===== LISTING =====

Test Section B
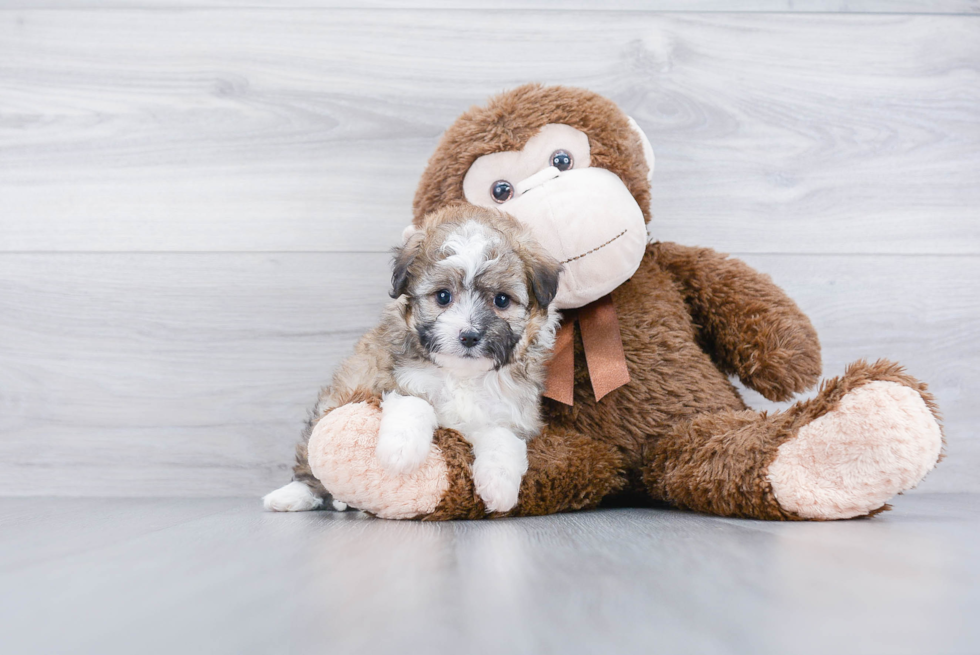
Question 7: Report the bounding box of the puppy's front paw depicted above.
[375,393,438,475]
[473,439,527,512]
[262,480,323,512]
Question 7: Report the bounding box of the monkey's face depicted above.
[463,123,652,309]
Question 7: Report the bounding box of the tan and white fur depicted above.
[265,205,561,512]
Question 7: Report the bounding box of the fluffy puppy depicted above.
[265,205,561,512]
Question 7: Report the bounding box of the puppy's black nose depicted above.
[459,330,483,348]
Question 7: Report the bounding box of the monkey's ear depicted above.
[528,252,562,309]
[388,231,422,298]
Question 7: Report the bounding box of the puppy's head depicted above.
[391,205,561,370]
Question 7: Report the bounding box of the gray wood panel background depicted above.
[0,6,980,496]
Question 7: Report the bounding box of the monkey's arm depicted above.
[648,243,821,401]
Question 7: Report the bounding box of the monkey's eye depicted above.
[551,150,575,171]
[490,180,514,203]
[493,293,510,309]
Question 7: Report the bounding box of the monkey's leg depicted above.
[309,403,625,520]
[643,361,943,520]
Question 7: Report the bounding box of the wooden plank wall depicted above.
[0,0,980,496]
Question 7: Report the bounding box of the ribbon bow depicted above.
[544,295,630,405]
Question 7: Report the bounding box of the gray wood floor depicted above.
[0,494,980,655]
[0,0,980,496]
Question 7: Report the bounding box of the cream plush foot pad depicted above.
[769,381,942,519]
[309,403,449,519]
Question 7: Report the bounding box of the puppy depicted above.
[265,205,561,512]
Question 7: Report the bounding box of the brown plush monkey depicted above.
[297,85,943,520]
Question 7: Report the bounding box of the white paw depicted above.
[473,437,527,512]
[375,393,439,475]
[262,481,323,512]
[769,381,942,520]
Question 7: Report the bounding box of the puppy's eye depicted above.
[551,150,575,171]
[490,180,514,203]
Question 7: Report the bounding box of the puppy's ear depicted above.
[388,231,422,298]
[528,248,562,309]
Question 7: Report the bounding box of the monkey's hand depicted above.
[647,243,821,401]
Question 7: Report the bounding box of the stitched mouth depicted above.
[562,228,629,264]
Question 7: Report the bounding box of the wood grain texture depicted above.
[0,494,980,655]
[0,0,980,15]
[0,12,980,254]
[0,253,980,496]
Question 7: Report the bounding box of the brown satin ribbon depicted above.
[544,295,630,405]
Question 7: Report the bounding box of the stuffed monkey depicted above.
[294,85,943,520]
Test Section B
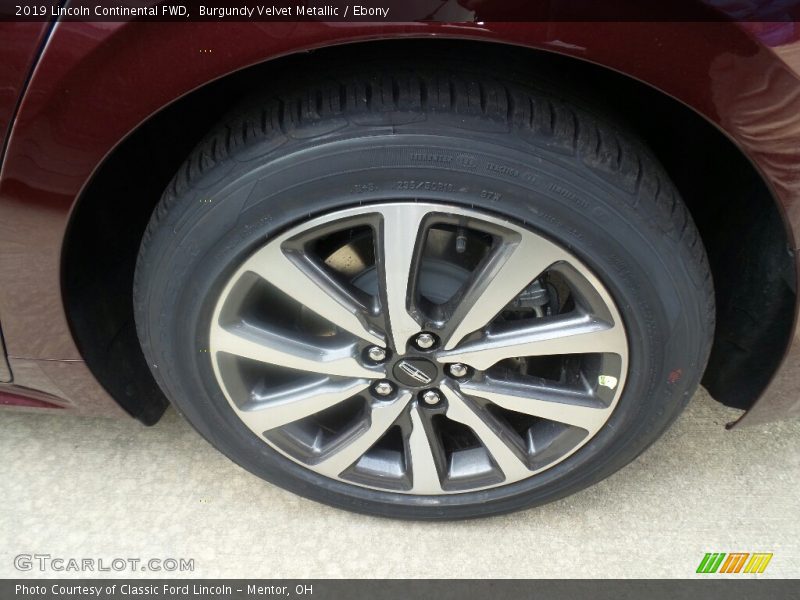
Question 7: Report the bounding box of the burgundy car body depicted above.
[0,14,800,422]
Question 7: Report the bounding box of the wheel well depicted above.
[62,40,796,424]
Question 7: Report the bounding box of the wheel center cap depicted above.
[392,358,439,388]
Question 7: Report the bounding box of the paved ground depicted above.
[0,392,800,578]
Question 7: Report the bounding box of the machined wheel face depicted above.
[209,200,628,496]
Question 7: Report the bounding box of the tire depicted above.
[134,62,714,519]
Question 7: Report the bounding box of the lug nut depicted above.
[372,381,394,396]
[447,363,469,377]
[422,390,441,406]
[367,346,386,362]
[414,333,436,350]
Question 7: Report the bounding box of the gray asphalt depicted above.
[0,391,800,578]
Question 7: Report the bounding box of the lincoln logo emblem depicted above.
[397,361,433,384]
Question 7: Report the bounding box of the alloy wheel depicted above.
[209,201,628,495]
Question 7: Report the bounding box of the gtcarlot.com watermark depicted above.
[14,554,194,573]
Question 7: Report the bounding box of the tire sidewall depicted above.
[137,129,707,518]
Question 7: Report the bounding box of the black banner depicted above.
[0,579,800,600]
[0,0,800,23]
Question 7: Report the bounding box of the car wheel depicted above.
[134,65,714,519]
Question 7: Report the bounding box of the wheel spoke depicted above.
[314,393,411,477]
[441,384,530,480]
[437,314,626,370]
[376,205,430,354]
[460,379,612,432]
[238,379,369,434]
[211,323,383,379]
[445,234,569,350]
[244,242,385,346]
[406,406,445,494]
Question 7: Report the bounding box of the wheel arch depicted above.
[61,39,796,423]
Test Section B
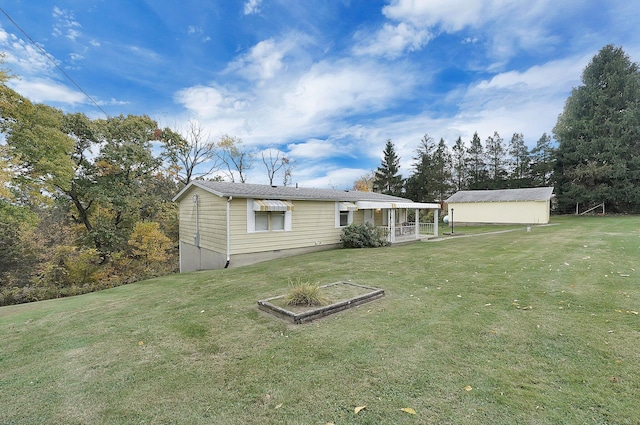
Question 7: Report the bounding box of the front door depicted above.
[364,210,375,226]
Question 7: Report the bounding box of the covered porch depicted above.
[356,201,440,244]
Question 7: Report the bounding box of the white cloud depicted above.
[53,6,82,41]
[287,139,342,159]
[354,22,432,58]
[382,0,484,32]
[8,78,86,105]
[244,0,262,15]
[228,39,292,80]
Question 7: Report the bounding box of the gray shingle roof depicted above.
[174,180,411,202]
[447,187,553,203]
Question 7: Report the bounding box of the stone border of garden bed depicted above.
[258,282,384,324]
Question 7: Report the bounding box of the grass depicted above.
[0,217,640,425]
[284,279,331,307]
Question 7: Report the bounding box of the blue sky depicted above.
[0,0,640,189]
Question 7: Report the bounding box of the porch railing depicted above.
[378,223,433,242]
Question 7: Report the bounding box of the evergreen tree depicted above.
[467,132,487,189]
[553,45,640,212]
[373,139,404,196]
[485,131,507,181]
[406,134,435,202]
[432,138,454,201]
[531,133,555,186]
[508,133,531,187]
[451,137,468,190]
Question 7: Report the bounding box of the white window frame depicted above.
[247,198,292,233]
[336,202,353,229]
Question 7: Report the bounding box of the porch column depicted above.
[387,208,396,243]
[433,208,439,237]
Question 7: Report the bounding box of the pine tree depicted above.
[553,45,640,212]
[467,132,487,189]
[373,139,404,196]
[508,133,531,187]
[451,137,468,190]
[531,133,556,186]
[485,131,507,183]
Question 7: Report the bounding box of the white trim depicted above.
[338,201,358,211]
[356,201,440,210]
[253,199,293,212]
[247,198,293,233]
[335,202,357,229]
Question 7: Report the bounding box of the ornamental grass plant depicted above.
[0,216,640,425]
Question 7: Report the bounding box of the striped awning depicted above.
[340,202,358,211]
[253,199,293,211]
[356,201,440,210]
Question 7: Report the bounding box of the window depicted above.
[247,199,293,233]
[255,211,269,232]
[340,211,349,227]
[336,202,357,227]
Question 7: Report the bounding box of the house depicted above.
[447,187,553,224]
[173,180,439,272]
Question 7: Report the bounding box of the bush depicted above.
[340,223,388,248]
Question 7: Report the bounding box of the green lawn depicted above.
[0,217,640,425]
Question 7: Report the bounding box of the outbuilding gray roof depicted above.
[447,187,553,203]
[173,180,411,202]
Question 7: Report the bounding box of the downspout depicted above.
[433,208,440,238]
[224,196,233,269]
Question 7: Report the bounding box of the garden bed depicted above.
[258,282,384,324]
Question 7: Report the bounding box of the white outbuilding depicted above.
[447,187,553,224]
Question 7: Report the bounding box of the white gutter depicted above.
[224,196,233,269]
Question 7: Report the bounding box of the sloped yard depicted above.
[0,217,640,425]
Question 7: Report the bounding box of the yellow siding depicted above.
[180,187,227,252]
[449,201,549,224]
[230,199,342,255]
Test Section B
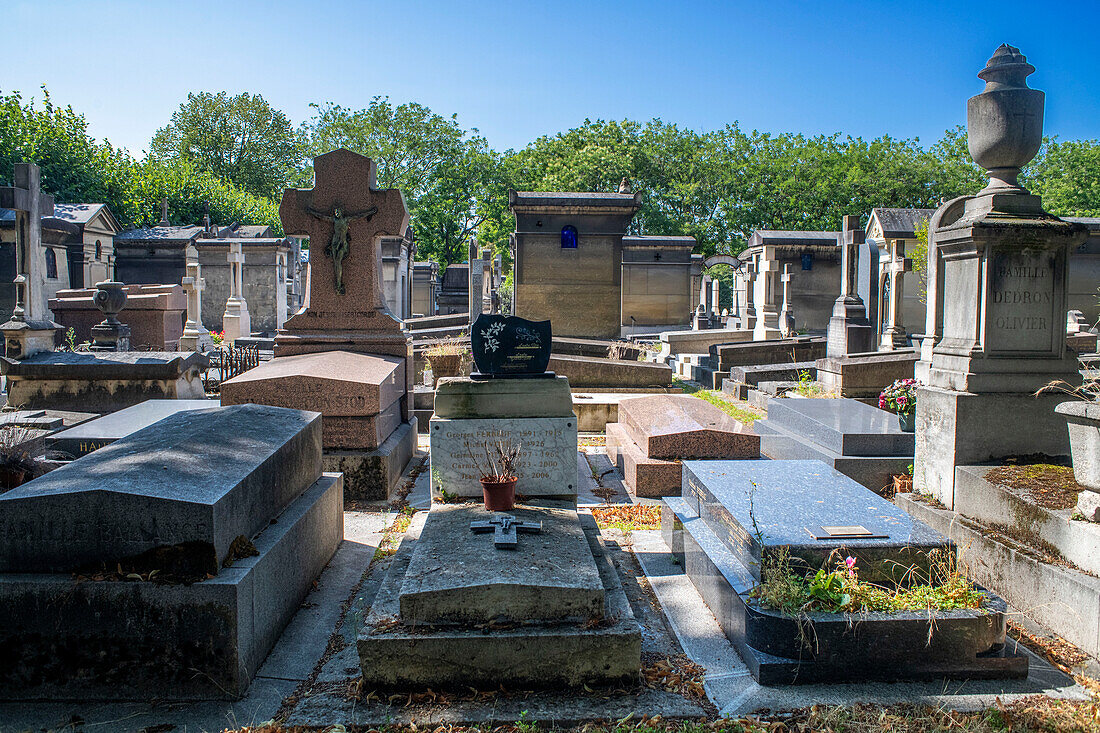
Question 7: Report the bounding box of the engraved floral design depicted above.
[482,320,504,351]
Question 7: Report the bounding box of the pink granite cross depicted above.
[278,147,409,313]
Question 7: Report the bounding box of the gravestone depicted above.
[221,149,416,499]
[661,460,1027,685]
[0,163,59,359]
[221,242,252,343]
[179,244,212,352]
[0,405,343,700]
[914,45,1088,501]
[428,314,578,497]
[752,398,914,491]
[470,314,553,379]
[45,400,218,458]
[826,216,873,357]
[604,394,760,497]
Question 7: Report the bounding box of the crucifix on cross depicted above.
[470,514,542,549]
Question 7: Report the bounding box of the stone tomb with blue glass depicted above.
[661,460,1027,685]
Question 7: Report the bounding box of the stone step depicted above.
[768,400,914,456]
[606,423,681,499]
[683,460,950,582]
[0,405,321,573]
[749,416,913,492]
[618,394,760,460]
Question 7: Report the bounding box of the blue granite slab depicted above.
[683,461,953,582]
[768,400,915,456]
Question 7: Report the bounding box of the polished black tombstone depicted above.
[470,314,553,380]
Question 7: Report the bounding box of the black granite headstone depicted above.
[470,314,551,379]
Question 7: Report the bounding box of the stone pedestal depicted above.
[221,351,416,500]
[428,376,578,501]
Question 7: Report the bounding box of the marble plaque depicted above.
[429,417,578,496]
[986,252,1065,352]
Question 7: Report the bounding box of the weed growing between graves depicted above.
[672,380,761,425]
[592,504,661,532]
[750,547,987,615]
[372,506,416,561]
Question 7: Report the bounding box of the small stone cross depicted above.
[470,514,542,549]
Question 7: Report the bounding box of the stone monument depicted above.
[0,163,61,359]
[221,242,252,343]
[221,149,416,499]
[879,239,913,351]
[914,45,1087,508]
[779,262,795,339]
[428,315,578,500]
[358,314,641,689]
[826,216,875,357]
[179,244,213,351]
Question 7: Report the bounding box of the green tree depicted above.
[150,91,305,197]
[304,97,507,267]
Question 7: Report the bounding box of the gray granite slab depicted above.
[768,400,914,456]
[43,400,219,458]
[0,405,321,572]
[683,461,953,581]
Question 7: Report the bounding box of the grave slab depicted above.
[46,400,218,458]
[619,394,760,460]
[683,460,954,582]
[0,351,210,413]
[429,417,578,496]
[400,502,604,625]
[0,405,321,572]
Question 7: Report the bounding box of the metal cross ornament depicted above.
[470,514,542,549]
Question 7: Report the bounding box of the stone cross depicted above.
[278,147,409,312]
[468,237,485,327]
[179,244,211,351]
[779,263,794,338]
[0,163,54,322]
[470,514,542,549]
[752,247,779,341]
[221,242,252,343]
[879,239,913,351]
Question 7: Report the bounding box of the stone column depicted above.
[221,242,252,343]
[779,263,794,338]
[914,46,1088,507]
[179,244,213,352]
[879,239,913,351]
[752,247,780,341]
[275,251,287,328]
[825,216,875,357]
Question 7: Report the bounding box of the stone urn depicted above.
[966,44,1045,193]
[1054,400,1100,522]
[91,281,127,326]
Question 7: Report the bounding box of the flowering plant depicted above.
[879,380,916,415]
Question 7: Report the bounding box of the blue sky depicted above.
[0,0,1100,154]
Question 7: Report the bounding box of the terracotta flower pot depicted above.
[481,477,517,512]
[0,466,31,490]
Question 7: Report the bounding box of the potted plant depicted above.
[424,336,470,386]
[879,380,916,433]
[0,425,44,492]
[466,440,523,512]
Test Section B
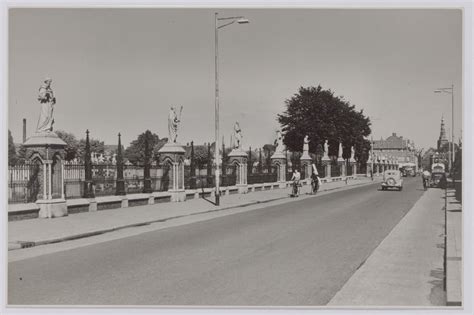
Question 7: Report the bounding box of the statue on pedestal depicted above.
[234,121,242,150]
[350,146,355,162]
[275,129,284,153]
[323,140,329,160]
[168,106,183,143]
[36,78,56,133]
[303,135,309,154]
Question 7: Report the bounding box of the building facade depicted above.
[372,133,418,169]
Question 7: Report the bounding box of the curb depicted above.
[8,181,374,251]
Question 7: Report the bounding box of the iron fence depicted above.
[346,161,352,176]
[8,163,42,203]
[331,163,341,177]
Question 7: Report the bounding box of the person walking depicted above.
[291,169,301,197]
[311,163,321,194]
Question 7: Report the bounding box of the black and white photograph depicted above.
[2,1,472,312]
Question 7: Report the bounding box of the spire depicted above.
[439,116,447,141]
[438,116,448,151]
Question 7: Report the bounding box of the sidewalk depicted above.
[328,189,446,307]
[446,189,463,306]
[8,177,376,250]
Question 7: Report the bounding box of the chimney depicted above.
[23,118,26,143]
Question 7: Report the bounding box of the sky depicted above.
[8,8,463,149]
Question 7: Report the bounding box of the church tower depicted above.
[438,117,448,151]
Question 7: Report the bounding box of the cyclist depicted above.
[311,163,320,194]
[291,169,301,197]
[421,170,431,189]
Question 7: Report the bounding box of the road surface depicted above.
[8,177,423,306]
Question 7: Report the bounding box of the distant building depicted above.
[372,133,418,166]
[437,117,449,152]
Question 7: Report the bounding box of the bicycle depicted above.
[423,178,430,190]
[291,181,300,197]
[311,177,319,194]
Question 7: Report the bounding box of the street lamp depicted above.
[434,84,454,174]
[214,12,249,206]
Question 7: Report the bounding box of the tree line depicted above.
[277,85,371,161]
[8,85,371,166]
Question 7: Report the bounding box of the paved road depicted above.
[8,178,423,306]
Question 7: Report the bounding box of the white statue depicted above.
[36,78,56,132]
[234,121,242,150]
[324,140,329,156]
[168,106,183,143]
[275,129,284,152]
[303,135,309,152]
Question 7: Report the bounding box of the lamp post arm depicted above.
[217,20,235,29]
[217,16,245,21]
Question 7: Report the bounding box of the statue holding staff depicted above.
[275,129,284,152]
[36,78,56,132]
[303,135,309,152]
[234,121,242,150]
[168,106,183,143]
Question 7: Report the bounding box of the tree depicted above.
[76,138,105,160]
[8,129,18,166]
[277,85,371,159]
[55,130,79,161]
[123,130,168,165]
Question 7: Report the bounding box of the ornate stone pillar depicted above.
[229,148,248,194]
[337,142,346,177]
[300,136,313,179]
[24,131,68,218]
[271,152,286,188]
[158,142,186,202]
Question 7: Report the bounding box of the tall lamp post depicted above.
[434,84,454,174]
[214,12,249,206]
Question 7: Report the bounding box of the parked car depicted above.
[430,163,446,188]
[382,170,403,190]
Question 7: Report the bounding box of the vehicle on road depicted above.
[421,170,431,190]
[430,163,446,188]
[382,170,403,190]
[290,180,301,197]
[311,174,320,194]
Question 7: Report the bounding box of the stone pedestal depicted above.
[271,152,286,188]
[300,154,313,179]
[158,142,186,202]
[23,131,68,218]
[350,160,357,177]
[228,149,248,194]
[337,163,347,177]
[321,155,331,178]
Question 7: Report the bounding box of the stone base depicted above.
[300,151,312,161]
[158,142,186,154]
[228,149,247,158]
[36,199,68,218]
[168,190,186,202]
[23,131,66,147]
[271,152,286,160]
[236,184,249,194]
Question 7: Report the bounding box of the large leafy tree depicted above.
[8,130,18,165]
[278,85,371,159]
[124,130,168,164]
[55,130,79,161]
[77,138,105,160]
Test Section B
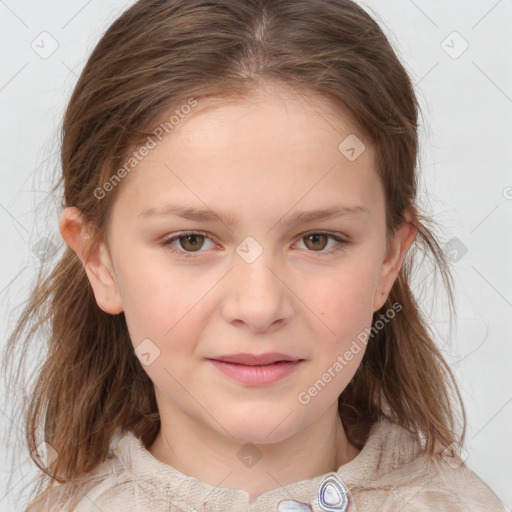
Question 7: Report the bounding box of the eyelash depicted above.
[161,231,350,258]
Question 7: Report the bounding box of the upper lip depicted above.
[210,352,301,366]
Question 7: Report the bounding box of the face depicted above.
[70,83,412,443]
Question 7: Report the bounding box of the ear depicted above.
[373,208,416,312]
[59,207,123,315]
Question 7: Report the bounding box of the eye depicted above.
[301,231,348,254]
[161,231,349,257]
[162,231,215,256]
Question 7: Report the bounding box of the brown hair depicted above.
[4,0,465,504]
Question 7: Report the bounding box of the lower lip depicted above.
[209,359,302,386]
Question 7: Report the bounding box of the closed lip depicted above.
[208,352,302,366]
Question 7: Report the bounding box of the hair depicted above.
[4,0,466,506]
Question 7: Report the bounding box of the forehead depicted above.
[109,87,382,225]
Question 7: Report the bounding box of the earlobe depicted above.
[59,207,123,315]
[373,214,416,312]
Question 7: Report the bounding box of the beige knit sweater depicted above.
[28,420,505,512]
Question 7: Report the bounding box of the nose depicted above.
[223,246,294,332]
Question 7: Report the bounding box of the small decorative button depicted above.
[318,476,349,512]
[277,500,313,512]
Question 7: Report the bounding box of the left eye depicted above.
[162,231,348,256]
[164,231,214,252]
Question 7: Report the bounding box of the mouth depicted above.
[207,353,304,386]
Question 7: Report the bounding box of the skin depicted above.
[60,83,415,495]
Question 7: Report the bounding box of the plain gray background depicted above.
[0,0,512,511]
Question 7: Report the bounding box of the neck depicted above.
[149,404,359,496]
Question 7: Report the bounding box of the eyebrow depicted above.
[138,204,370,226]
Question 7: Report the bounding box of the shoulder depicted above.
[346,420,506,512]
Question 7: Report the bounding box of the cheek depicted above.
[116,256,212,348]
[303,264,375,345]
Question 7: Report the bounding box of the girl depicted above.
[3,0,504,512]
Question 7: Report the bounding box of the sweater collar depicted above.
[113,419,414,512]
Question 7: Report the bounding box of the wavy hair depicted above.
[4,0,466,504]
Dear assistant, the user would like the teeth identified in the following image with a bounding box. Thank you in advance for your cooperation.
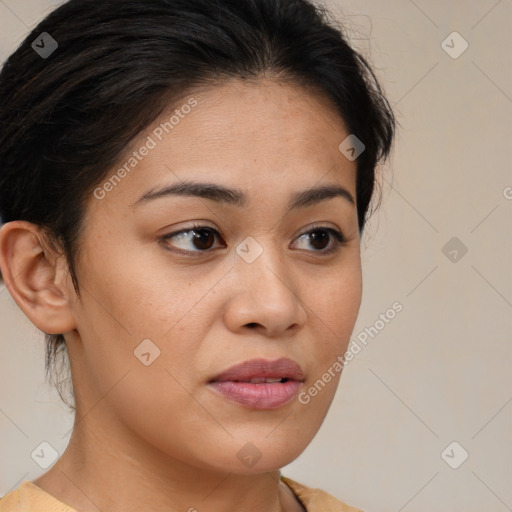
[249,377,282,384]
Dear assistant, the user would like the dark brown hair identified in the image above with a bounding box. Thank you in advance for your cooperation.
[0,0,395,408]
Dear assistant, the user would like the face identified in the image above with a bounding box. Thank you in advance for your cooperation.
[66,79,361,473]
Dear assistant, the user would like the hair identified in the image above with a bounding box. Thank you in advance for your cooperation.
[0,0,395,409]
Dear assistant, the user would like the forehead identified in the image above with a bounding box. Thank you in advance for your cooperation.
[86,79,356,216]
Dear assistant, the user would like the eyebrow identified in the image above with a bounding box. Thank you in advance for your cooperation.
[132,181,355,210]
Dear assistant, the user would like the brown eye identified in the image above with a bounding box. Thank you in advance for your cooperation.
[161,226,224,252]
[297,227,346,254]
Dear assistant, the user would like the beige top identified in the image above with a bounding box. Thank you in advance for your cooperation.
[0,476,363,512]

=====

(TASK TO COMPLETE)
Rescale the material from the line containing "Question 7: Report the bounding box of the skin" through the line containing "[138,204,370,226]", both included, by writing out each of those lines again, requests too, with every bounding-box coordinate multiplied by 1.35 and rounded to a whole number, halves rounded up. Give only those lines.

(FINAL ANSWER)
Question 7: Report the bounding box of the skin depicted above.
[81,112,560,668]
Question 7: Report the bounding box of the plain gray background depicted above.
[0,0,691,690]
Question 7: Report the bounding box of the neck depicted above.
[201,545,485,670]
Question 7: Report the bounding box of the eyebrow depicted above.
[186,275,500,305]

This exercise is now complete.